Task instructions:
Could you repeat all of the entries below, character for character?

Source records:

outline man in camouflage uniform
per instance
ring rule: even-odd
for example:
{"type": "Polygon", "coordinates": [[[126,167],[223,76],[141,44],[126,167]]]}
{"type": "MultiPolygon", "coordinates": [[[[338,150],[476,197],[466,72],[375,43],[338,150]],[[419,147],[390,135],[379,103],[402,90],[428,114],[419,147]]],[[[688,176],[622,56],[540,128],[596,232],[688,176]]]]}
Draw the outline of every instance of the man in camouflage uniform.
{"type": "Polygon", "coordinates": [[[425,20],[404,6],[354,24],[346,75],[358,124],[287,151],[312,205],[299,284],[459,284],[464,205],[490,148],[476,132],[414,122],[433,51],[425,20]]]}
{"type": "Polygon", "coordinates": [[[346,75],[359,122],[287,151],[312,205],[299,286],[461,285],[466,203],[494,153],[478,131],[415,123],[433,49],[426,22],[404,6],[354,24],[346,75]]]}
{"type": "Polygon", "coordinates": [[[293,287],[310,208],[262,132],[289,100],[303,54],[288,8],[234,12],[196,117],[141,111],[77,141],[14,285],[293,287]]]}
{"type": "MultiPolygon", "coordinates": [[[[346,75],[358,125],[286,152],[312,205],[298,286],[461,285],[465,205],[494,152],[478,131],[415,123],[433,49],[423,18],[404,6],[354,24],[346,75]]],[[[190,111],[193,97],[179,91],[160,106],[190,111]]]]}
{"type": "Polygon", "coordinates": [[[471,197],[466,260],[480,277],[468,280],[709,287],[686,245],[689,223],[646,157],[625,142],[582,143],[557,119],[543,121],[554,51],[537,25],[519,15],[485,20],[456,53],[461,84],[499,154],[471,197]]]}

Task answer:
outline man in camouflage uniform
per instance
ring rule: even-odd
for example:
{"type": "Polygon", "coordinates": [[[126,167],[223,76],[141,44],[126,167]]]}
{"type": "MultiPolygon", "coordinates": [[[[338,150],[476,197],[466,72],[375,43],[338,150]],[[419,147],[390,135],[379,103],[402,90],[428,114],[419,147]]],[[[688,176],[622,56],[540,128],[596,232],[688,176]]]]}
Draw the outline of every instance of the man in camouflage uniform.
{"type": "Polygon", "coordinates": [[[425,20],[404,6],[354,24],[346,75],[358,124],[287,151],[312,205],[299,284],[459,284],[464,205],[490,148],[476,132],[414,122],[433,51],[425,20]]]}
{"type": "Polygon", "coordinates": [[[346,75],[359,122],[287,151],[312,205],[299,286],[461,285],[466,203],[494,153],[478,131],[415,123],[433,49],[426,22],[404,6],[354,24],[346,75]]]}
{"type": "Polygon", "coordinates": [[[293,287],[310,208],[262,132],[289,100],[303,54],[288,8],[234,12],[196,117],[141,111],[77,141],[14,285],[293,287]]]}
{"type": "MultiPolygon", "coordinates": [[[[346,75],[358,125],[286,152],[312,205],[298,286],[461,285],[465,205],[494,152],[478,131],[415,123],[433,49],[423,18],[404,6],[354,24],[346,75]]],[[[190,111],[193,97],[179,91],[160,106],[190,111]]]]}
{"type": "Polygon", "coordinates": [[[471,197],[466,260],[480,277],[468,280],[709,287],[686,245],[689,223],[646,157],[625,142],[582,143],[557,119],[543,121],[554,51],[537,25],[519,15],[485,20],[456,53],[461,84],[499,154],[471,197]]]}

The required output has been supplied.